SECURITIES AND EXCHANGE COMMISSION
Washington, D.C. 20549
FORM 10-K
Annual Report Pursuant to Section 13 or 15(d)
of the Securities Exchange Act of 1934
For the fiscal year ended: December 31, 1998 Commission file numbers:33-63146,
33-73442, 33-84428, 33-99506
33-99508,33-90012, 333-33269,
333-45785
People's Bank
on behalf of
People's Bank Credit Card Master Trust
(Exact Name of Registrant as Specified in its Charter)
Connecticut 06-1213065
(State or Other Jurisdiction of (I.R.S. Employer Identification No.)
Incorporation or Organization)
850 Main Street
Bridgeport, Connecticut 06604
(Address of Principal Executive Offices) (Zip Code)
Registrant's telephone number, including area code: (203) 338-7171
Securities registered pursuant to Section 12(b) of the Act:
None.

PROVIDED INFORMATION

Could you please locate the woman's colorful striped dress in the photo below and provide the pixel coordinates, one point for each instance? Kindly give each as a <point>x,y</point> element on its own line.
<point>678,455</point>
--
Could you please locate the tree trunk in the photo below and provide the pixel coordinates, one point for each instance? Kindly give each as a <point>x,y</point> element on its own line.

TASK LIST
1. Rewrite the 10-K cover page between "of the Securities" and "Employer Identification No.)", inclusive, putting "calendar year" in place of "fiscal year".
2. Decide whether each statement agrees with the 10-K cover page, answering yes or no and quoting the words of the cover page that settle it: (a) The principal executive offices are at 850 Main Street in Bridgeport. (b) The report covers the fiscal year ended December 31, 1999. (c) Securities are registered pursuant to Section 12(b) of the Act.
3. What telephone number, including area code, does the 10-K cover page give for the registrant?
The records are separate from the 10-K cover page.

SET OF ANSWERS
1.
of the Securities Exchange Act of 1934
For the calendar year ended: December 31, 1998 Commission file numbers:33-63146,
33-73442, 33-84428, 33-99506
33-99508,33-90012, 333-33269,
333-45785
People's Bank
on behalf of
People's Bank Credit Card Master Trust
(Exact Name of Registrant as Specified in its Charter)
Connecticut 06-1213065
(State or Other Jurisdiction of (I.R.S. Employer Identification No.)

2.
(a) Yes: "850 Main Street" and "Bridgeport, Connecticut 06604"
(b) No: "For the fiscal year ended: December 31, 1998"
(c) No: "Securities registered pursuant to Section 12(b) of the Act: None."

3. (203) 338-7171